**SUPPLIED DATA:**
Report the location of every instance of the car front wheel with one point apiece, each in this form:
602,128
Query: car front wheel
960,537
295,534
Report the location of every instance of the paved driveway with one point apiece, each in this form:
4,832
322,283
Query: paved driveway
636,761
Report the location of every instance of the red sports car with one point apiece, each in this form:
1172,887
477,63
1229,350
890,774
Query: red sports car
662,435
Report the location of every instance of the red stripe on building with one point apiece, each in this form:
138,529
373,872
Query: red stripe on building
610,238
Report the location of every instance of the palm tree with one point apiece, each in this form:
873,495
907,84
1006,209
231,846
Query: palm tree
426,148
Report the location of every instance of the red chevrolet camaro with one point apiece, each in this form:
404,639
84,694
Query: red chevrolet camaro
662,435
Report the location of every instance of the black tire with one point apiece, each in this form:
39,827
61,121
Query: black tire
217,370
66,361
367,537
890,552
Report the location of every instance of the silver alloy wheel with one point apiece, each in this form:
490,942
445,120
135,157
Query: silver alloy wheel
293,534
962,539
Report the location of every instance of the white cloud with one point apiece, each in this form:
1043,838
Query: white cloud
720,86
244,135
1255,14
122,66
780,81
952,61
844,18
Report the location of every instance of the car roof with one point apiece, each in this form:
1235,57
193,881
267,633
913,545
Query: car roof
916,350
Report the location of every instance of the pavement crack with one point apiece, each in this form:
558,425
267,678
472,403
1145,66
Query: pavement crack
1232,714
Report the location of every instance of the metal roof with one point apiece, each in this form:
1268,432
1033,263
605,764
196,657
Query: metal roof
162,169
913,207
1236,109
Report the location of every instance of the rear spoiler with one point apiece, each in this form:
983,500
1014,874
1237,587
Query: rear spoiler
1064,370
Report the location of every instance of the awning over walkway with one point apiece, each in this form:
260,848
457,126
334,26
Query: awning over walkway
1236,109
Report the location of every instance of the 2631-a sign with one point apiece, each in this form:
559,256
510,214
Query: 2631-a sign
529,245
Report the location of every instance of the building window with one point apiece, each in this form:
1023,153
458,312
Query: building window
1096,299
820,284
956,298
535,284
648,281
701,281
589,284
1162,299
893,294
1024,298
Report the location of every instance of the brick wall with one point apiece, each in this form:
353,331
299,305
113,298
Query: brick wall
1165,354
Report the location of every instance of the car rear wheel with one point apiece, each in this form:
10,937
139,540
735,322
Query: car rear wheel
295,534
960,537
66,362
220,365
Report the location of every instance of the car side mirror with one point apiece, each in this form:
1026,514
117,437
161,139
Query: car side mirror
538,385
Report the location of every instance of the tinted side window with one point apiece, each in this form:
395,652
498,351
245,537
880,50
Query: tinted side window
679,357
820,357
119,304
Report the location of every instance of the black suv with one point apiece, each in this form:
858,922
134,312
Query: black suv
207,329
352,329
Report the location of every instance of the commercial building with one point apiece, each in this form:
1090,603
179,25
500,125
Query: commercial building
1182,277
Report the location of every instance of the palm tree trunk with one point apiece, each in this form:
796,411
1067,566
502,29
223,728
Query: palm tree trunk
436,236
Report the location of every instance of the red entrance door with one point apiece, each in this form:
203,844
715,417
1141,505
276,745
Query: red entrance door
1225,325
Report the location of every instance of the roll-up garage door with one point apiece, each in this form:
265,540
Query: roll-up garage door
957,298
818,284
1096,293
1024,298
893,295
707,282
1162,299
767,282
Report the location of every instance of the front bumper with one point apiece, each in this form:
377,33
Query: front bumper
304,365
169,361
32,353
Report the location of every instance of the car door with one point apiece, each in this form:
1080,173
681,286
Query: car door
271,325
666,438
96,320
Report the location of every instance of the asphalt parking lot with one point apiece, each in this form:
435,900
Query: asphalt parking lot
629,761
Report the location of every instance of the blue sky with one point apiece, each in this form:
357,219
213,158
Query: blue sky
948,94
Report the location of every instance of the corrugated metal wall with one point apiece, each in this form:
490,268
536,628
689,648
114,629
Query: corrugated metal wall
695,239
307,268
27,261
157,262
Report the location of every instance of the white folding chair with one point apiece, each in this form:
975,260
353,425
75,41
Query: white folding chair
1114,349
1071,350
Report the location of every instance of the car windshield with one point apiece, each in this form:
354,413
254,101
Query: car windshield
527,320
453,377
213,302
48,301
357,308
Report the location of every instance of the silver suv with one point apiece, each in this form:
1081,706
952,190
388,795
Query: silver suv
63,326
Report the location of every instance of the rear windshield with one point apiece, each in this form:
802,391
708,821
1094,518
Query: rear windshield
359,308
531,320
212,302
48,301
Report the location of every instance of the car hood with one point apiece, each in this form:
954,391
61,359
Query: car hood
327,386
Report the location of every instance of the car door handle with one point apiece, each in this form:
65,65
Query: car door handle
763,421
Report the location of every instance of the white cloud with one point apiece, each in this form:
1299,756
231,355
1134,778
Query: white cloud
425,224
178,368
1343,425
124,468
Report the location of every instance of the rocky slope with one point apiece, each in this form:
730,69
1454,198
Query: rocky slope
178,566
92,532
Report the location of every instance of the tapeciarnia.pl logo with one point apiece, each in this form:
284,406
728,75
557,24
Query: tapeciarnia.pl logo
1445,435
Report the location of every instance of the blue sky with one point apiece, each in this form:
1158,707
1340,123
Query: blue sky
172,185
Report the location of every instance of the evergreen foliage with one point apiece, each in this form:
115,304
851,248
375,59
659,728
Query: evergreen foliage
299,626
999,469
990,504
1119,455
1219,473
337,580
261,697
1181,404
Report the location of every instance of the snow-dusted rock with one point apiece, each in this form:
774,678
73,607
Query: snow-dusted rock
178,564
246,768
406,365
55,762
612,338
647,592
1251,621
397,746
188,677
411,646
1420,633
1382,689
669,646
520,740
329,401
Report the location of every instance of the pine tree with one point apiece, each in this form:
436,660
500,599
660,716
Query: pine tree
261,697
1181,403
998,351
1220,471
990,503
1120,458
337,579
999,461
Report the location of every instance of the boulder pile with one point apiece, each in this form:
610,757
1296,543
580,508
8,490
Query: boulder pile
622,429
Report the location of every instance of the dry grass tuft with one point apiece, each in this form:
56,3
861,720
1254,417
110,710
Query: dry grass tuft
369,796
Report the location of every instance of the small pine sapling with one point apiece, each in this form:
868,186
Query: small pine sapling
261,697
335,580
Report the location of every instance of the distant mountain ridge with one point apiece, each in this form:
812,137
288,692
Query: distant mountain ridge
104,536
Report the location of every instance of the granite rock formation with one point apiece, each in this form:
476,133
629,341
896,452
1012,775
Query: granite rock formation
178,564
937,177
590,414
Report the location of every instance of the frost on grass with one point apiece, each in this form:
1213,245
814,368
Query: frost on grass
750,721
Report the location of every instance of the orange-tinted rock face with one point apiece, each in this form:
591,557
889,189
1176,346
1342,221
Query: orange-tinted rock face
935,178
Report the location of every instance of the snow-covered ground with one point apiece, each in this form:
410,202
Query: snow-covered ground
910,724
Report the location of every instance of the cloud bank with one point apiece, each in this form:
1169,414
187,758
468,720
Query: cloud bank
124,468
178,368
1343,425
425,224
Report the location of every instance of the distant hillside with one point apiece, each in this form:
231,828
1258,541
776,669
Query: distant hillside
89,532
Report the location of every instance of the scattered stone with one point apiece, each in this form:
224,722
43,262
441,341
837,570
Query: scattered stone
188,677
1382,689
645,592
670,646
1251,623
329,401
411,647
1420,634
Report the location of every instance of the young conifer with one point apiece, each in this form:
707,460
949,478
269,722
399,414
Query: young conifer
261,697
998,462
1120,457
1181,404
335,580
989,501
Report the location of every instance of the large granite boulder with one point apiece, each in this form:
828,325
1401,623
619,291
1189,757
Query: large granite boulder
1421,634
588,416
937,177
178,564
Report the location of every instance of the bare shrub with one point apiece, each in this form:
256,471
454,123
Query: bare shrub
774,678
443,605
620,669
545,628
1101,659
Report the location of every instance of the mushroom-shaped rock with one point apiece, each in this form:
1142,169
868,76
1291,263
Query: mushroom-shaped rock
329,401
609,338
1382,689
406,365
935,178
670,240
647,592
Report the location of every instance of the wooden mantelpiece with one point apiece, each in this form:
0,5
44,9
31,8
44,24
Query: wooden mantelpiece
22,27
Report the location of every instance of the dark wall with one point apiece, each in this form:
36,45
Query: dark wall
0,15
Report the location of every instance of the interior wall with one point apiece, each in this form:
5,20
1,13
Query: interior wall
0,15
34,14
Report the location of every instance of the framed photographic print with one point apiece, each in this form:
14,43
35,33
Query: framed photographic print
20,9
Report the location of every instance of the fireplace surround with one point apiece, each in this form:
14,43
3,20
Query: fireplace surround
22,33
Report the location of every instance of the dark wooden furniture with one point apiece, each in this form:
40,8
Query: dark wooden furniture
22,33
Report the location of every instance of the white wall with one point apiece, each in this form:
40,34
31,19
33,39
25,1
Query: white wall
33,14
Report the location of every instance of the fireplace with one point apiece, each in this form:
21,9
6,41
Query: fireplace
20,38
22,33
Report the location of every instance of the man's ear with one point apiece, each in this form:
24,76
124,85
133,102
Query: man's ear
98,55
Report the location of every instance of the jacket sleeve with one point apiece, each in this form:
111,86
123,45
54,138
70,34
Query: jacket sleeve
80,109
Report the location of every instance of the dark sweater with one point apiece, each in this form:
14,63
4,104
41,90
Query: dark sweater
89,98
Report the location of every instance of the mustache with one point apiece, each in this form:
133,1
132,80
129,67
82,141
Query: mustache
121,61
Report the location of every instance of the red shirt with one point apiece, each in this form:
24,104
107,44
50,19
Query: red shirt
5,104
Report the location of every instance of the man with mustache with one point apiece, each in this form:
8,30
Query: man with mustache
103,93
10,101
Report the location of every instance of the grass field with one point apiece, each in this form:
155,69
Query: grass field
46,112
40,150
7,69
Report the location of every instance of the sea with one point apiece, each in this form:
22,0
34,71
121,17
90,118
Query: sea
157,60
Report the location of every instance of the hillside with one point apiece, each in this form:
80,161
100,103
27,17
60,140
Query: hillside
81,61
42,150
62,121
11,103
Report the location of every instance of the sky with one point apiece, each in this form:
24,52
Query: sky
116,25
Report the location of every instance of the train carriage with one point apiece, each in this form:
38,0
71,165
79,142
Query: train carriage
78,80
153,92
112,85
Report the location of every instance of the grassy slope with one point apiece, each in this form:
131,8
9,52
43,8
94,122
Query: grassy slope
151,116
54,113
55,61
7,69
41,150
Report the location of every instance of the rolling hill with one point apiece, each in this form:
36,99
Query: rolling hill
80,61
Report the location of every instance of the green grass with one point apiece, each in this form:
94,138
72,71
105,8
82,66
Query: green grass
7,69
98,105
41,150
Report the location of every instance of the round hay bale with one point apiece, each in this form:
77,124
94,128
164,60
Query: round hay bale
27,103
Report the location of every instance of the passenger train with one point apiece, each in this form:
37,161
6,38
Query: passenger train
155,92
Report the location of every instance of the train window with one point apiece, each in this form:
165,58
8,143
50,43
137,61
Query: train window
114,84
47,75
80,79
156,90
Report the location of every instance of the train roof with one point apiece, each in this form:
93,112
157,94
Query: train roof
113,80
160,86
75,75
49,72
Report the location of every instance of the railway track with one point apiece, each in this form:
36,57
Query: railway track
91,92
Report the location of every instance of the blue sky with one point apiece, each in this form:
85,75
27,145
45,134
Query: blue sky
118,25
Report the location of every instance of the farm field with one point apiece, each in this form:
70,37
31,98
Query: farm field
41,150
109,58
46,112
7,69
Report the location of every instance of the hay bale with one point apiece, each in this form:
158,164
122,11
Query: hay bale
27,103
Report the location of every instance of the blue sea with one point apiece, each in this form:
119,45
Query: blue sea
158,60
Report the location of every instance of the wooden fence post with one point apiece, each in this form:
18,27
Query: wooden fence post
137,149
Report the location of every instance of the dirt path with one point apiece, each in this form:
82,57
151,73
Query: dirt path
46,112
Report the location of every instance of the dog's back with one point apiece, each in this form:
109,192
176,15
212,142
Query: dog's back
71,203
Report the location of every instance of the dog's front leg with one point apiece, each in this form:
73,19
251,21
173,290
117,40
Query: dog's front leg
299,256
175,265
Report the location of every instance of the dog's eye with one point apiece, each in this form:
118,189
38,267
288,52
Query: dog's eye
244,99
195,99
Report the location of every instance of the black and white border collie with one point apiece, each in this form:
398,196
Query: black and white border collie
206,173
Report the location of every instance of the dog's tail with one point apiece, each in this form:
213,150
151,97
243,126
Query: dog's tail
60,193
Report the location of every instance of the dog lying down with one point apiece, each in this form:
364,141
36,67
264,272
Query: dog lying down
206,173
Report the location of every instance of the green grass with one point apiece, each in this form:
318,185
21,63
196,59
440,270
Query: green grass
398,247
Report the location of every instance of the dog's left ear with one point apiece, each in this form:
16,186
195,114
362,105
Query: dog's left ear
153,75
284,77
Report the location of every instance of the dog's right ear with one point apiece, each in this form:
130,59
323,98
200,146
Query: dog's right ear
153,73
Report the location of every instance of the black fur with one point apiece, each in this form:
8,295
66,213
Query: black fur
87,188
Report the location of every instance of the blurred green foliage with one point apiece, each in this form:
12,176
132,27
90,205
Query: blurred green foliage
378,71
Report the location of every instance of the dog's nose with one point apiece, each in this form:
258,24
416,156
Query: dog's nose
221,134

**THE TASK:** Exactly and only the lines from the line containing "Report the location of every instance of the dog's tail" through the last line of the entries should be copied, both ends included.

**PROBLEM SOLUTION:**
Report the location of every instance of the dog's tail with one point apiece, each in this form:
213,150
151,97
243,126
Query: dog's tail
60,193
Report the location of every instance of the dog lying down with one point apiece, each in this form:
364,141
36,67
264,272
Query: dog lying down
206,173
Report the location of every instance of the green grass with one point apiece, each in this form:
318,185
21,63
196,59
440,270
Query: green grass
398,247
Report the location of every instance of the dog's left ear with one point apiece, each in this form:
16,186
195,114
362,105
Query: dog's left ear
153,75
284,77
Report the location of every instance of the dog's right ear with one point apiece, each in this form:
130,59
323,98
200,146
Query: dog's right ear
153,73
Report the location of every instance of the black fur with one point apiece, each in this form:
8,295
66,213
Query: black fur
87,188
Report the location of every instance of the blurred green foliage with one point apiece, each in this form:
12,176
132,27
90,205
Query: blurred green foliage
378,71
Report the location of every instance of the dog's nose with one point apiece, each in this form:
258,24
416,156
Query: dog's nose
221,134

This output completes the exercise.